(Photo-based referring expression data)
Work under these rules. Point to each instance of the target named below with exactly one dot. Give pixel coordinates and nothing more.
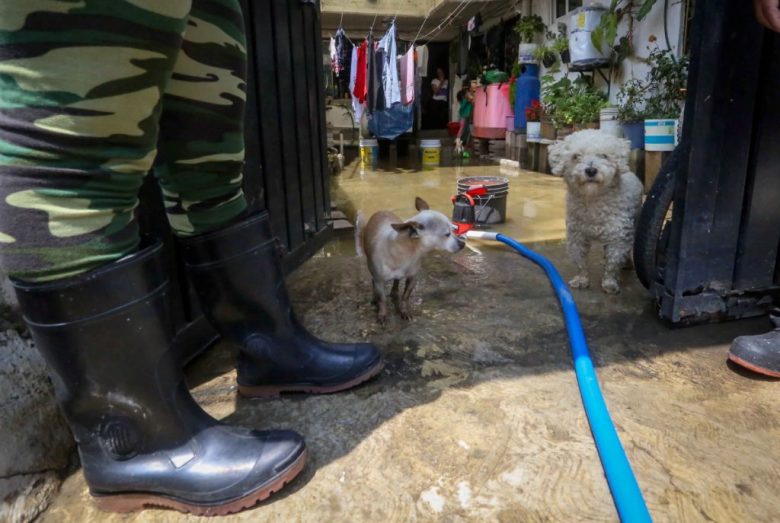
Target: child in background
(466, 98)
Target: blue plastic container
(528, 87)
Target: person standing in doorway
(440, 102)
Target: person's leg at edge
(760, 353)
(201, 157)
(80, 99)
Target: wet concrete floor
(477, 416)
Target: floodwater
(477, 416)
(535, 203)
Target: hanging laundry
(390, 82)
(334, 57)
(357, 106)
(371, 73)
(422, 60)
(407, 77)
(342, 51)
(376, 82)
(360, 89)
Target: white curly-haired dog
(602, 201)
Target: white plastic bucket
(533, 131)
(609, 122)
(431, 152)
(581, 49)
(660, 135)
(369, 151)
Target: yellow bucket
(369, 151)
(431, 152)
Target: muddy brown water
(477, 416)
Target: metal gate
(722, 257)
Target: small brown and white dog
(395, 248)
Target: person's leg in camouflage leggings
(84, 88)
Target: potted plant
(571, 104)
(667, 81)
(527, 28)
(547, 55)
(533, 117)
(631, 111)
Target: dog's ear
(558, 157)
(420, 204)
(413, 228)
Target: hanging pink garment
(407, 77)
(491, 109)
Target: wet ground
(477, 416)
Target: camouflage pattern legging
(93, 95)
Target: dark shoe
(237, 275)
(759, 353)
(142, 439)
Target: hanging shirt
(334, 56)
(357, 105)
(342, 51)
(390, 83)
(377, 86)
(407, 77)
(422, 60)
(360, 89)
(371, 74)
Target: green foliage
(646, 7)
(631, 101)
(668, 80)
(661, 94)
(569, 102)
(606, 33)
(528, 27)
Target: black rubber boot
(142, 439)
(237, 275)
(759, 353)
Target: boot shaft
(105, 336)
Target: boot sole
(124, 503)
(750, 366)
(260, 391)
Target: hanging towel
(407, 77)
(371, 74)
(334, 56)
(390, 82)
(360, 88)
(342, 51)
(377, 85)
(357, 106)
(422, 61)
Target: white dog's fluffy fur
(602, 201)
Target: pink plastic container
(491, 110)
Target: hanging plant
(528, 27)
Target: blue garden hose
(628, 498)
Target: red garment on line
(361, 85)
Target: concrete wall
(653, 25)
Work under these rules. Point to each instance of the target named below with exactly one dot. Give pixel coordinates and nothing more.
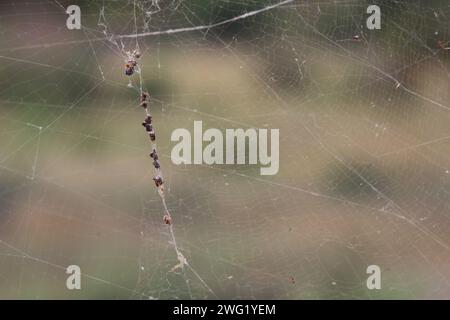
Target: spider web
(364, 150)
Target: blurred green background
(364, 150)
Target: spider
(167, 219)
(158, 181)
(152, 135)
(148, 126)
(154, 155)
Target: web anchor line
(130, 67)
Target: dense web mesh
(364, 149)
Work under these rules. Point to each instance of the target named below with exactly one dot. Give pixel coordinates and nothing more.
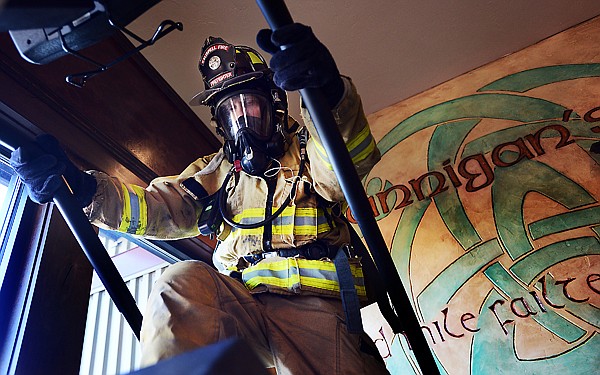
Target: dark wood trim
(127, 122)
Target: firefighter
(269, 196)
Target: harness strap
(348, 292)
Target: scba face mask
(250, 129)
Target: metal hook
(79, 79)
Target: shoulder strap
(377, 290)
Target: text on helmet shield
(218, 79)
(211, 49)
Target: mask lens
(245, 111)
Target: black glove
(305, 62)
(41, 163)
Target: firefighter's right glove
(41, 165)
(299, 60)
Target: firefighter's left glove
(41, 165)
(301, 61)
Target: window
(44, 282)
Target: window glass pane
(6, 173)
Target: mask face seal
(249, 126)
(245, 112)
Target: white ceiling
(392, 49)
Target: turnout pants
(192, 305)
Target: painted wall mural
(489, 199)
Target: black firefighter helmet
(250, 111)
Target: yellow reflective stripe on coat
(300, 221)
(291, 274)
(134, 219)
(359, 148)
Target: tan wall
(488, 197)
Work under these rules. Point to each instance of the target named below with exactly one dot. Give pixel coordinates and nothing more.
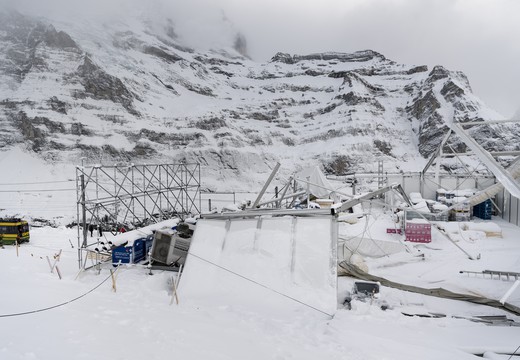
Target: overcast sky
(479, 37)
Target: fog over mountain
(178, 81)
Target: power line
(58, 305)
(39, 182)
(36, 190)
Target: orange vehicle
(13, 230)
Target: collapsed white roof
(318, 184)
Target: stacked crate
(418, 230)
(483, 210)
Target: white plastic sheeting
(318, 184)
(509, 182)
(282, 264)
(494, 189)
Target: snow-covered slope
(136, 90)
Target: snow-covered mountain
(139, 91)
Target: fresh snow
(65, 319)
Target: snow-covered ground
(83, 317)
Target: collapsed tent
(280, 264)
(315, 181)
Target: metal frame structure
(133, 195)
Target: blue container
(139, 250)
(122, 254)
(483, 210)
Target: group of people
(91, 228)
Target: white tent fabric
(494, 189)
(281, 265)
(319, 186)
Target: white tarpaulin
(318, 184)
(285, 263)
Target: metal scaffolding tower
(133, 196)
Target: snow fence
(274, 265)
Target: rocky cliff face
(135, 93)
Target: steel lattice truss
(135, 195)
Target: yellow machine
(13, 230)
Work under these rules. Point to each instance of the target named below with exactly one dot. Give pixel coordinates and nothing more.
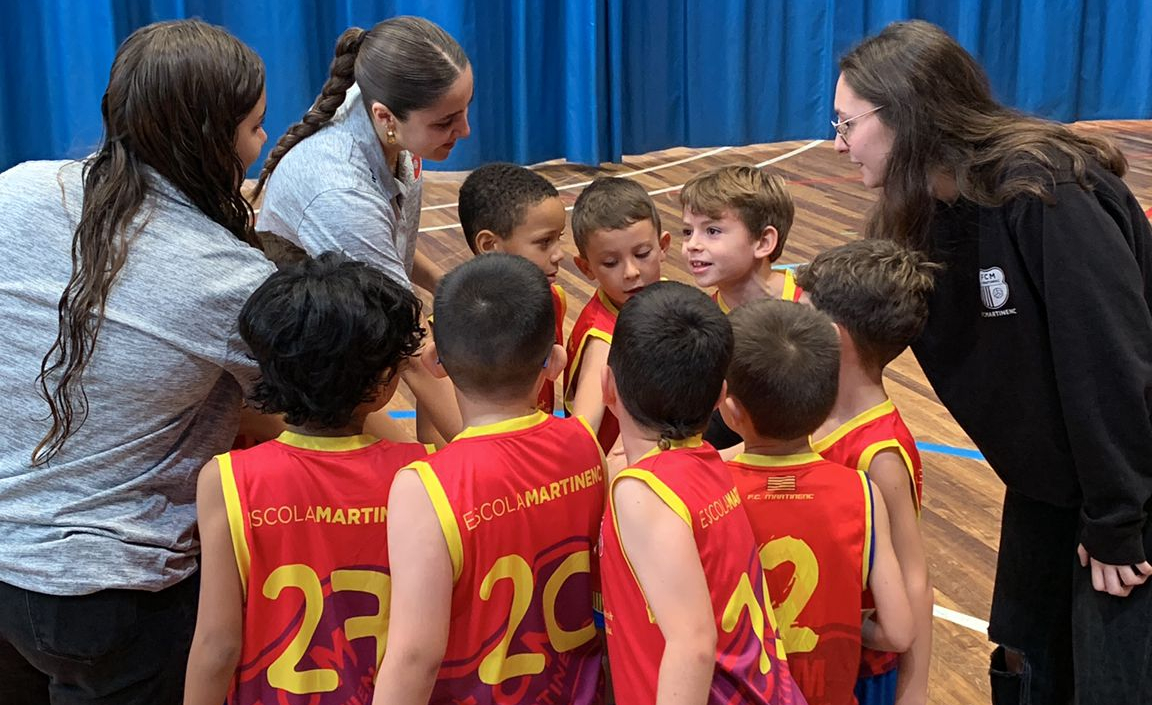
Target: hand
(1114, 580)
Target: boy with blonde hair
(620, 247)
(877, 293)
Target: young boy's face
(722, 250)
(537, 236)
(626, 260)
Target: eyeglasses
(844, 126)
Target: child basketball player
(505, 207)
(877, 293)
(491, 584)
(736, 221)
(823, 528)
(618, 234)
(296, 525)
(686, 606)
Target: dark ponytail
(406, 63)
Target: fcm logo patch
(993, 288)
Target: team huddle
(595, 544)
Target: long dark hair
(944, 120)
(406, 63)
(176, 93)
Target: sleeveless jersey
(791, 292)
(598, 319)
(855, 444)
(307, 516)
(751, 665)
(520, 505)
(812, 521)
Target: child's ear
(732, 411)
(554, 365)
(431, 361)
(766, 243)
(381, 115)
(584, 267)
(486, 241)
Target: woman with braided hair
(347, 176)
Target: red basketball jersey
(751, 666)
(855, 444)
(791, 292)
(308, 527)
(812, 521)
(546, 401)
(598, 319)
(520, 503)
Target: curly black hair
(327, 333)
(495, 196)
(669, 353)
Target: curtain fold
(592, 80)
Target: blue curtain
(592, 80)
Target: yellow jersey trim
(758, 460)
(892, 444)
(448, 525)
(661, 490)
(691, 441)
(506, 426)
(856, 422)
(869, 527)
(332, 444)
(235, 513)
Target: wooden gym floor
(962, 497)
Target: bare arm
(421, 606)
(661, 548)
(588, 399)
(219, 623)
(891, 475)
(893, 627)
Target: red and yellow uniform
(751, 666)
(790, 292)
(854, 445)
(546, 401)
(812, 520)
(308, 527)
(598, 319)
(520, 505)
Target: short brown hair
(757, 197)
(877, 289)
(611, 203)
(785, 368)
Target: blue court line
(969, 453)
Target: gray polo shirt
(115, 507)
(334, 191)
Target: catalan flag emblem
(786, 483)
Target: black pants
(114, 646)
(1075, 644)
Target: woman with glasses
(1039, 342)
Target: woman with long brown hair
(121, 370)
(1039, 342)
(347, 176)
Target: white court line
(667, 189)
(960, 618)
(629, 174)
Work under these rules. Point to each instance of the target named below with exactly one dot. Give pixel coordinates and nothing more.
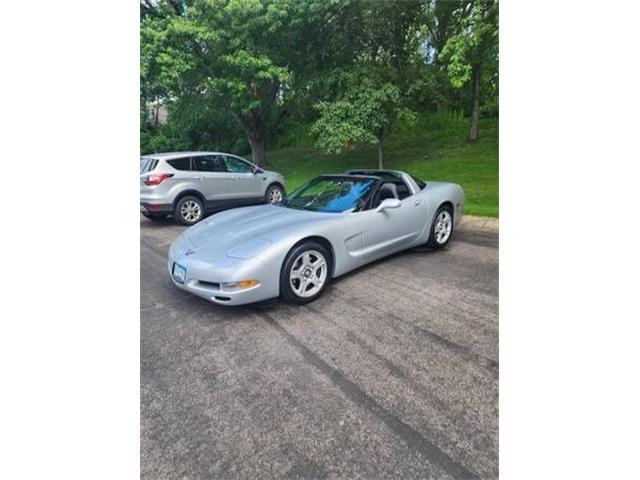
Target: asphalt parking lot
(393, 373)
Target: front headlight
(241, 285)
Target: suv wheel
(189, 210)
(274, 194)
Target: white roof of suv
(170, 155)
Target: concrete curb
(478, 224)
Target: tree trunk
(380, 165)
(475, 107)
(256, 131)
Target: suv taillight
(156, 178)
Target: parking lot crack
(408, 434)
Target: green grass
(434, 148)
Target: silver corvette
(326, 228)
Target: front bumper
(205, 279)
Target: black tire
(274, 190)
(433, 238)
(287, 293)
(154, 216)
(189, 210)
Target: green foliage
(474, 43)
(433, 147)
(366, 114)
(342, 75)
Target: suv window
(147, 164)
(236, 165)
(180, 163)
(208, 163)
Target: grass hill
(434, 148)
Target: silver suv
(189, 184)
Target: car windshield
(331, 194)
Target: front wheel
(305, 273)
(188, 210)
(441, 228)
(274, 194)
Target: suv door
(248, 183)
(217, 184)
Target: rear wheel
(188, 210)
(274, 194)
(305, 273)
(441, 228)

▸ **WHAT TO WORK ON**:
Write out each entry again exactly, and skip the pictures.

▸ **SOLUTION TO THE EXERCISE**:
Work under these rules. Point to each instance of the target named below with exactly one dot. Give pixel coordinates and nothing more.
Target: child in background
(466, 98)
Target: blue plastic container
(528, 87)
Target: person standing in doorway
(440, 102)
Target: person's leg at edge
(760, 353)
(201, 157)
(80, 99)
Target: wet concrete floor
(477, 416)
Target: floodwater
(477, 416)
(535, 203)
Target: hanging laundry
(390, 82)
(334, 57)
(357, 106)
(371, 73)
(422, 60)
(407, 77)
(342, 51)
(376, 82)
(360, 89)
Target: white curly-haired dog
(602, 201)
Target: white plastic bucket
(533, 131)
(609, 122)
(431, 152)
(581, 49)
(660, 135)
(369, 151)
Target: yellow bucket
(369, 151)
(431, 152)
Target: muddy brown water
(477, 416)
Target: metal gate
(722, 257)
Target: small brown and white dog
(395, 248)
Target: person's leg in camouflage leggings
(84, 88)
Target: potted plant
(571, 104)
(667, 81)
(527, 28)
(547, 55)
(533, 117)
(631, 111)
Target: dog's ear
(558, 157)
(420, 204)
(413, 228)
Target: hanging pink garment
(407, 77)
(491, 109)
Target: wet ground
(477, 416)
Target: camouflage pattern legging
(93, 95)
Target: dark shoe
(237, 275)
(759, 353)
(142, 439)
Target: hanging shirt
(334, 56)
(357, 105)
(342, 51)
(390, 83)
(377, 86)
(407, 77)
(422, 60)
(360, 89)
(371, 74)
Target: green foliage
(646, 7)
(631, 101)
(668, 80)
(661, 94)
(569, 102)
(606, 33)
(528, 27)
Target: black rubber boot
(142, 439)
(237, 275)
(759, 353)
Target: boot shaft
(105, 336)
Target: boot sole
(124, 503)
(750, 366)
(260, 391)
Target: hanging towel
(407, 77)
(371, 74)
(334, 56)
(390, 82)
(360, 88)
(342, 51)
(377, 85)
(357, 106)
(422, 61)
Target: white dog's fluffy fur
(602, 201)
Target: pink plastic container
(491, 110)
Target: hanging plant
(528, 27)
Target: blue garden hose
(628, 498)
Target: red garment on line
(361, 85)
Target: concrete wall
(653, 25)
Work under these rules. Point to each instance of the target named below with exactly one dot. Give pixel coordinates and nothing more.
Target: spider web
(364, 150)
Target: blurred green background
(364, 150)
Target: spider
(167, 219)
(158, 181)
(152, 135)
(148, 126)
(154, 155)
Target: web anchor line
(130, 67)
Target: dense web mesh
(364, 149)
Work under these rules. Point to each instance of the target named below with exactly one dot. Give pixel coordinates and nothing more.
Target: dark wood trim
(127, 122)
Target: firefighter
(269, 196)
Target: harness strap
(348, 292)
Target: scba face mask
(250, 129)
Target: metal hook
(79, 79)
Target: shoulder strap
(377, 290)
Target: text on helmet shield
(218, 79)
(211, 49)
Target: mask lens
(245, 111)
Target: black glove
(305, 62)
(41, 163)
Target: firefighter's right glove
(41, 165)
(299, 60)
Target: firefighter's left glove
(41, 165)
(301, 61)
Target: window
(44, 282)
Target: window glass pane
(6, 173)
Target: mask face seal
(249, 126)
(245, 112)
Target: white ceiling
(392, 49)
Target: turnout pants
(192, 305)
Target: painted wall mural
(489, 199)
Target: black firefighter helmet
(250, 111)
Target: yellow reflective stripe on coat
(300, 221)
(291, 274)
(134, 219)
(359, 148)
Target: tan wall
(488, 197)
Work under these rules. Point to each instance of the target named below with exactly one dot. Give pixel coordinates and nothing more.
Target: overcast sky
(479, 37)
Target: fog over mountain
(178, 81)
Target: power line
(58, 305)
(39, 182)
(36, 190)
Target: orange vehicle
(13, 230)
Target: collapsed white roof
(318, 184)
Target: stacked crate
(418, 230)
(483, 210)
Target: white plastic sheeting
(318, 184)
(509, 182)
(282, 264)
(494, 189)
Target: snow-covered slope
(136, 90)
Target: snow-covered mountain
(139, 91)
Target: fresh snow
(65, 319)
Target: snow-covered ground
(83, 317)
Target: collapsed tent
(280, 264)
(315, 181)
Target: metal frame structure
(133, 195)
Target: blue container
(139, 250)
(122, 254)
(483, 210)
Target: group of people
(91, 228)
Target: white tent fabric
(494, 189)
(281, 265)
(319, 186)
Target: white tarpaulin
(318, 184)
(285, 263)
Target: metal scaffolding tower
(133, 196)
Target: snow fence
(274, 265)
Target: rocky cliff face
(135, 93)
Target: steel lattice truss
(135, 195)
Target: yellow machine
(13, 230)
Work under these rules. Point to each instance of the target named below with exactly one dot. Give pixel coordinates and nothing more.
Target: hand
(1114, 580)
Target: boy with blonde hair
(620, 247)
(877, 293)
Target: young boy's face
(722, 250)
(537, 236)
(626, 260)
Target: eyeglasses
(844, 126)
Target: child basketball player
(505, 207)
(877, 293)
(491, 584)
(736, 221)
(823, 528)
(618, 234)
(296, 525)
(686, 606)
Target: dark ponytail
(406, 63)
Target: fcm logo patch
(993, 288)
Target: team huddle
(595, 544)
Target: long dark hair
(944, 120)
(406, 63)
(176, 93)
Target: sleeveless jersey
(791, 292)
(598, 319)
(855, 444)
(307, 516)
(751, 665)
(520, 505)
(812, 521)
Target: child's ear
(732, 411)
(554, 365)
(431, 361)
(766, 243)
(381, 115)
(584, 267)
(486, 241)
Target: woman with braided hair
(347, 176)
Target: red basketball jersey
(751, 666)
(855, 444)
(791, 292)
(308, 527)
(812, 521)
(546, 401)
(598, 319)
(520, 503)
Target: curly black hair
(327, 333)
(495, 196)
(669, 353)
Target: curtain fold
(592, 80)
Target: blue curtain
(592, 80)
Target: yellow jersey trim
(758, 460)
(892, 444)
(448, 525)
(661, 490)
(691, 441)
(506, 426)
(856, 422)
(869, 527)
(332, 444)
(235, 513)
Target: wooden gym floor
(962, 497)
Target: bare arm
(421, 606)
(661, 548)
(588, 399)
(219, 623)
(891, 475)
(893, 627)
Target: red and yellow uniform
(751, 666)
(790, 292)
(854, 445)
(546, 401)
(812, 520)
(308, 527)
(598, 319)
(520, 505)
Target: short brown hair
(757, 197)
(877, 289)
(611, 203)
(785, 368)
Target: blue court line
(969, 453)
Target: gray polo shirt
(115, 507)
(334, 191)
Target: catalan flag emblem
(786, 483)
Target: black pants
(114, 646)
(1075, 644)
Target: woman with glasses
(1039, 342)
Target: woman with long brown hair
(121, 370)
(1039, 342)
(347, 176)
Target: white court line
(667, 189)
(960, 618)
(629, 174)
Work under these rules. Point to each instance of the target named below with exactly one dot. Give pixel coordinates and nothing more.
Target: asphalt parking lot
(393, 373)
Target: front headlight
(241, 285)
Target: suv wheel
(189, 210)
(274, 194)
Target: white roof of suv
(170, 155)
Target: concrete curb
(478, 224)
Target: tree trunk
(380, 165)
(475, 107)
(256, 131)
Target: suv taillight
(156, 178)
Target: parking lot crack
(408, 434)
Target: green grass
(434, 148)
Target: silver corvette
(326, 228)
Target: front bumper
(205, 279)
Target: black tire
(274, 190)
(433, 238)
(287, 293)
(154, 216)
(189, 210)
Target: green foliage
(474, 43)
(433, 147)
(366, 114)
(342, 75)
Target: suv window
(147, 164)
(236, 165)
(180, 163)
(208, 163)
Target: grass hill
(434, 148)
Target: silver suv
(189, 184)
Target: car windshield
(331, 194)
Target: front wheel
(305, 273)
(188, 210)
(441, 228)
(274, 194)
Target: suv door
(248, 183)
(217, 184)
Target: rear wheel
(188, 210)
(274, 194)
(305, 273)
(441, 228)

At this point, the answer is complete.